Items from a dataset:
◆ ◆ ◆ ◆

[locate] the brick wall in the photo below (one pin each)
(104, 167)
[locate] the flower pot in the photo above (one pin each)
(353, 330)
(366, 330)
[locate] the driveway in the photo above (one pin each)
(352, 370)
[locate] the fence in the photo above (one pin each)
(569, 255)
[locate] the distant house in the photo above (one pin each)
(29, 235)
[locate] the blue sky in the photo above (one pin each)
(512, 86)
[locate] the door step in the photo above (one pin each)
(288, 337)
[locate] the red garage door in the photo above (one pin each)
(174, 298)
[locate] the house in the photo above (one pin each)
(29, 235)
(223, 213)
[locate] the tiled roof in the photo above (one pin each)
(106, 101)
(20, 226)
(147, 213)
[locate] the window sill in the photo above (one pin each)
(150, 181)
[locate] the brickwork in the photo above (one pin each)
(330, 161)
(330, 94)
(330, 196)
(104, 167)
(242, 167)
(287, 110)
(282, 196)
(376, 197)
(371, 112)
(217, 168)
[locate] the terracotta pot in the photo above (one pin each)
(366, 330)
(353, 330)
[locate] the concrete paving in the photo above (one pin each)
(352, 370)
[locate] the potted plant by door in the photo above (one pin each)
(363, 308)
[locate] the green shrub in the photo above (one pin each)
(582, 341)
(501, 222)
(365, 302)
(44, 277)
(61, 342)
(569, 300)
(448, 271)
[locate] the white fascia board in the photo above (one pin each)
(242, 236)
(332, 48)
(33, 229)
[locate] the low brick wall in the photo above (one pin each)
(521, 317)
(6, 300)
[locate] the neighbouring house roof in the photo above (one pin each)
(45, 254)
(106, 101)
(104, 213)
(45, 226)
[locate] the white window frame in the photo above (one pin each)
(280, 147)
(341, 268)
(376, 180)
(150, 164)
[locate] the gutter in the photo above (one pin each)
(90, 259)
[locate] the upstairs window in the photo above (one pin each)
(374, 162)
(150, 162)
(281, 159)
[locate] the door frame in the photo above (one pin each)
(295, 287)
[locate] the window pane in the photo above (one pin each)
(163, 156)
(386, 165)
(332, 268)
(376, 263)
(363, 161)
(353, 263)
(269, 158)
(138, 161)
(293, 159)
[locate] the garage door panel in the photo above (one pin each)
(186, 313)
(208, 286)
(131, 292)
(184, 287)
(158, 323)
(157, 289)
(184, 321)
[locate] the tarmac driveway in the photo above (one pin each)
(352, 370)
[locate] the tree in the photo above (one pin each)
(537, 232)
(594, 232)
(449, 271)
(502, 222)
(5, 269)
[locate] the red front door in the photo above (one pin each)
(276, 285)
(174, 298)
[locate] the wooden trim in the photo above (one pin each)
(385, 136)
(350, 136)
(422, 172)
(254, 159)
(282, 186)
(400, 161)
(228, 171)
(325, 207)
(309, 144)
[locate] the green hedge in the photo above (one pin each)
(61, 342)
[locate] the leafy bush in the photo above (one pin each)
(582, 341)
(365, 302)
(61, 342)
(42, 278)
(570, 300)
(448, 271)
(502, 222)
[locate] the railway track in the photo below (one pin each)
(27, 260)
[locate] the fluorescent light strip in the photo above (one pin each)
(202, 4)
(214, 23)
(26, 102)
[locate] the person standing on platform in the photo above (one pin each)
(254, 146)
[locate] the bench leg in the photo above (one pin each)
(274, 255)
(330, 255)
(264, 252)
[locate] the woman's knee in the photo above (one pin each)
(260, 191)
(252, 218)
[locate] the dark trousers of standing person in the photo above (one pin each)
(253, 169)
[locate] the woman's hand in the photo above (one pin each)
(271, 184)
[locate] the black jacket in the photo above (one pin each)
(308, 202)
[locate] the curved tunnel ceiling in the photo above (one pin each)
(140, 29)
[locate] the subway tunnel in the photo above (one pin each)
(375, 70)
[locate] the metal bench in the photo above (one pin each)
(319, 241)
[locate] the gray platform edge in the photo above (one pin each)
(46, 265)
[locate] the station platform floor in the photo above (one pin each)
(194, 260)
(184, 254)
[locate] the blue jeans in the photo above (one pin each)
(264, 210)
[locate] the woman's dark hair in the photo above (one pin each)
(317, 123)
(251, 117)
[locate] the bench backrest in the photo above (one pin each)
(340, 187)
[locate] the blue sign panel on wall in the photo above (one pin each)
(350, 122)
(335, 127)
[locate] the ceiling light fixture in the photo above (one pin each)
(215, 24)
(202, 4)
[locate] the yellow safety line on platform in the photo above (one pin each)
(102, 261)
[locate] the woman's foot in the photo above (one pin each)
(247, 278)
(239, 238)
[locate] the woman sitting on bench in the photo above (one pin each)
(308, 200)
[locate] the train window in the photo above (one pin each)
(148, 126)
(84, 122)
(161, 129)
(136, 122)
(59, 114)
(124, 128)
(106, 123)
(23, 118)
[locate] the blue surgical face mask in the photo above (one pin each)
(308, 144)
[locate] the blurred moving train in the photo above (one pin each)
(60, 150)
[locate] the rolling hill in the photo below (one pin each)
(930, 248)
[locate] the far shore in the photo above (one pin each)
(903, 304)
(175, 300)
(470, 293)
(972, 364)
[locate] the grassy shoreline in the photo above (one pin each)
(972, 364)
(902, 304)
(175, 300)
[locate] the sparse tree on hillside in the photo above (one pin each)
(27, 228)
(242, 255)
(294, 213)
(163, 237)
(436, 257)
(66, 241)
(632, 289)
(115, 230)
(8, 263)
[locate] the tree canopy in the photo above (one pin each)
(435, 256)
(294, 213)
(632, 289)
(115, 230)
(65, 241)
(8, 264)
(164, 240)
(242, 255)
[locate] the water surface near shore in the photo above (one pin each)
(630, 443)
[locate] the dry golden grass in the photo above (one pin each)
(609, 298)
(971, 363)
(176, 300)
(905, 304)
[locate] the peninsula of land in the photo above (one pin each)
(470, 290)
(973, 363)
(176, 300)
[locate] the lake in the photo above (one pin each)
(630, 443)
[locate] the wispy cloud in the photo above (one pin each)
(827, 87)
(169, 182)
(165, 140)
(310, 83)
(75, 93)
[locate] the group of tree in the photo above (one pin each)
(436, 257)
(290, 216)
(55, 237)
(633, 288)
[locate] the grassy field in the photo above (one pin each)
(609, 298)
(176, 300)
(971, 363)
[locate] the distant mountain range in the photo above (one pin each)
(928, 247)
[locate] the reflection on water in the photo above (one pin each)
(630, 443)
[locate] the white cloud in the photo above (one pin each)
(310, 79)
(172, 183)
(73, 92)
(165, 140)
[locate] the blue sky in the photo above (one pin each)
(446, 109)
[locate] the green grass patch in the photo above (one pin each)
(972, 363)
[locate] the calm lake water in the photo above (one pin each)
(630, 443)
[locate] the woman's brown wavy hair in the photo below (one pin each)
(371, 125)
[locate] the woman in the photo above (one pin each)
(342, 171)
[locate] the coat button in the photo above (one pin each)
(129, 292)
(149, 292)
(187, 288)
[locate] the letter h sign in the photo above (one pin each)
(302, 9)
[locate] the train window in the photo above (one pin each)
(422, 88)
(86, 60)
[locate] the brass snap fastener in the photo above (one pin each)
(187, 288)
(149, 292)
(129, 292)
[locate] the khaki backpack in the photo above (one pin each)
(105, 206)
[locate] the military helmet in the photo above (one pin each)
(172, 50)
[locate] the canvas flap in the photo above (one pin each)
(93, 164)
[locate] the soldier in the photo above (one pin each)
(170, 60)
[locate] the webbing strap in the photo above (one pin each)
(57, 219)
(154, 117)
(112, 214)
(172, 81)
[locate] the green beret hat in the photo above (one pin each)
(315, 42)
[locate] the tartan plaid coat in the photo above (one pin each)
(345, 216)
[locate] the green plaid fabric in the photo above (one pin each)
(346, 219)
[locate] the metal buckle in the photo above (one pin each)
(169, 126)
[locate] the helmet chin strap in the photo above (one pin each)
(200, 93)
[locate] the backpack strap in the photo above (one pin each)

◆ ◆ ◆ ◆

■ **Problem details**: Retype all of the records above, word for word.

■ **Response below**:
[locate] the brick wall in the photo below (one pin each)
(104, 167)
[locate] the flower pot in the photo above (one pin each)
(353, 330)
(366, 330)
[locate] the driveway in the photo above (one pin each)
(352, 370)
[locate] the fence in the photo above (one pin each)
(569, 255)
[locate] the distant house in the photo above (one pin each)
(29, 235)
[locate] the blue sky in the photo above (one pin each)
(512, 86)
[locate] the door step in the photo above (one pin each)
(288, 337)
[locate] the red garage door in the photo above (one pin each)
(174, 298)
[locate] the house in the photo above (one pin each)
(29, 235)
(223, 213)
[locate] the tiled roof in the photo above (one pin each)
(106, 101)
(20, 226)
(147, 213)
[locate] the window sill in the photo above (one pin each)
(150, 181)
[locate] the brickwork in the photo above (one pin each)
(330, 161)
(330, 94)
(330, 196)
(104, 167)
(242, 167)
(287, 110)
(282, 196)
(376, 197)
(371, 112)
(217, 168)
[locate] the terracotta pot in the photo above (one pin each)
(366, 330)
(353, 330)
[locate] the concrete paving in the photo above (one pin each)
(352, 370)
[locate] the potted plant by door in the photo above (one pin each)
(363, 308)
[locate] the green shrub in the photo above (one pin each)
(582, 341)
(501, 222)
(365, 302)
(44, 277)
(61, 342)
(569, 300)
(448, 271)
[locate] the white fascia board in the photo above (one pin each)
(242, 236)
(332, 48)
(33, 229)
[locate] the low brick wall in the photo above (one pin each)
(521, 317)
(6, 300)
[locate] the neighbouring house roof in the photo above (one pin each)
(45, 254)
(106, 101)
(104, 213)
(45, 226)
[locate] the white window frame in the photo above (one pin each)
(280, 147)
(341, 268)
(376, 180)
(150, 164)
[locate] the gutter in the photo above (one pin each)
(90, 259)
[locate] the upstairs window in the photo above (one pin each)
(374, 162)
(150, 162)
(281, 159)
[locate] the door frame in the photo above (one pin each)
(295, 287)
[locate] the window pane in the photo above (one pin each)
(163, 156)
(386, 165)
(332, 268)
(376, 263)
(363, 161)
(353, 263)
(269, 158)
(138, 161)
(293, 159)
[locate] the garage door panel in the photo above (one pin each)
(186, 313)
(208, 286)
(131, 292)
(184, 287)
(158, 323)
(157, 289)
(184, 321)
[locate] the tarmac driveway in the photo above (one pin each)
(352, 370)
[locate] the tree in the photo above (one pin each)
(537, 232)
(594, 232)
(449, 271)
(502, 222)
(5, 269)
[locate] the red front door in the photo above (one pin each)
(276, 285)
(174, 298)
[locate] the wooden trim in the photo above (one pin each)
(385, 136)
(350, 136)
(422, 172)
(254, 159)
(282, 186)
(400, 161)
(228, 171)
(325, 207)
(309, 144)
[locate] the green hedge in the photo above (one pin each)
(61, 342)
[locate] the leafy bush in the photo above (one pin each)
(582, 341)
(365, 302)
(61, 342)
(42, 278)
(570, 300)
(448, 271)
(502, 222)
[locate] the railway track in the photo below (one pin each)
(27, 260)
[locate] the fluorescent light strip in the photo above (one pin each)
(202, 4)
(214, 23)
(26, 102)
[locate] the person standing on platform in the photo above (one pin each)
(254, 146)
[locate] the bench leg in the photo above (one pin each)
(274, 255)
(330, 255)
(264, 252)
[locate] the woman's knee in the photo above (one pin each)
(260, 191)
(252, 218)
[locate] the dark trousers of standing person in the photo above (one pin each)
(253, 169)
[locate] the woman's hand in the photo above (one pin each)
(271, 184)
[locate] the black jacket in the photo above (one pin each)
(308, 202)
[locate] the curved tunnel ceiling in the photo above (one pin each)
(140, 29)
[locate] the subway tunnel in the photo above (one pin each)
(375, 70)
[locate] the metal bench in the photo above (one pin each)
(319, 241)
[locate] the gray platform edge in the photo above (one pin each)
(46, 265)
[locate] the station platform floor in the photo above (one pin each)
(194, 260)
(184, 254)
[locate] the blue jeans in the photo above (one pin each)
(264, 210)
[locate] the woman's dark hair in the photo above (one pin each)
(317, 123)
(251, 117)
[locate] the bench backrest in the photo above (one pin each)
(340, 187)
[locate] the blue sign panel on wall in the photo above (one pin each)
(350, 122)
(335, 127)
[locate] the ceiling light fixture in the photo above (one pin each)
(215, 24)
(202, 4)
[locate] the yellow safety line on platform in the photo above (one pin each)
(102, 261)
[locate] the woman's foot in the photo above (one pin each)
(247, 278)
(239, 238)
[locate] the woman sitting on bench in the photo above (one pin each)
(308, 200)
[locate] the train window in the photo above (one pin each)
(148, 126)
(84, 122)
(161, 129)
(136, 122)
(59, 114)
(124, 128)
(106, 123)
(23, 118)
[locate] the blue surgical face mask in the photo above (one pin each)
(308, 144)
[locate] the blurred moving train in the photo above (one pin each)
(60, 150)
[locate] the rolling hill in the photo below (one pin each)
(930, 248)
[locate] the far shore in the photo above (one pin each)
(903, 304)
(175, 300)
(470, 293)
(972, 364)
[locate] the grassy shoreline in the photo above (one pin each)
(972, 364)
(902, 304)
(175, 300)
[locate] the sparse tree on hillside in the photo above (one pin each)
(27, 228)
(242, 255)
(294, 213)
(163, 237)
(436, 257)
(66, 241)
(632, 289)
(115, 230)
(8, 263)
[locate] the tree canopy in the photo above (one pin each)
(435, 256)
(294, 213)
(632, 289)
(115, 230)
(65, 241)
(8, 264)
(164, 240)
(242, 255)
[locate] the water surface near shore in the photo above (one pin each)
(630, 443)
[locate] the dry golden grass in the photo above (one pin each)
(609, 298)
(971, 363)
(176, 300)
(905, 304)
[locate] the peninsula of land in the photo above (one pin each)
(470, 290)
(973, 363)
(176, 300)
[locate] the lake in the photo above (one pin each)
(630, 443)
[locate] the wispy cloud in the photo above (one pin each)
(827, 87)
(169, 182)
(165, 140)
(310, 83)
(75, 93)
[locate] the group of tree in the photo above (one pin each)
(436, 257)
(290, 216)
(55, 237)
(633, 288)
[locate] the grassy field in the photo above (one pin each)
(609, 298)
(176, 300)
(971, 363)
[locate] the distant mountain range in the photo above (one pin each)
(928, 247)
[locate] the reflection on water in the photo above (one pin each)
(630, 443)
[locate] the white cloud in the photo above (one pin each)
(310, 79)
(172, 183)
(73, 92)
(165, 140)
[locate] the blue sky in the photo above (one pin each)
(446, 109)
[locate] the green grass patch in the photo above (one pin each)
(972, 363)
[locate] the calm lake water in the photo above (one pin each)
(630, 443)
[locate] the woman's brown wavy hair in the photo below (one pin each)
(371, 125)
[locate] the woman in the photo above (one pin each)
(342, 171)
[locate] the coat button in the photo above (one pin each)
(129, 292)
(149, 292)
(187, 288)
[locate] the letter h sign in the photo above (one pin each)
(302, 9)
[locate] the train window in the photo above (one pin each)
(422, 88)
(86, 60)
[locate] the brass snap fastener in the photo above (one pin each)
(187, 288)
(149, 292)
(129, 292)
[locate] the khaki backpack in the photo above (one pin each)
(105, 206)
[locate] the military helmet in the photo above (one pin each)
(172, 50)
[locate] the canvas flap in the photo above (one pin each)
(93, 164)
[locate] the soldier in the photo above (one pin each)
(170, 60)
[locate] the webbing strap in the photo above (one pin each)
(57, 219)
(154, 117)
(112, 214)
(172, 81)
[locate] the green beret hat in the photo above (one pin each)
(315, 42)
[locate] the tartan plaid coat in the photo above (one pin each)
(345, 216)
[locate] the green plaid fabric in the photo above (one pin each)
(346, 219)
[locate] the metal buckle in the photo above (one pin each)
(169, 126)
[locate] the helmet chin strap in the photo above (one pin each)
(200, 93)
[locate] the backpack strap in the photo above (one pin each)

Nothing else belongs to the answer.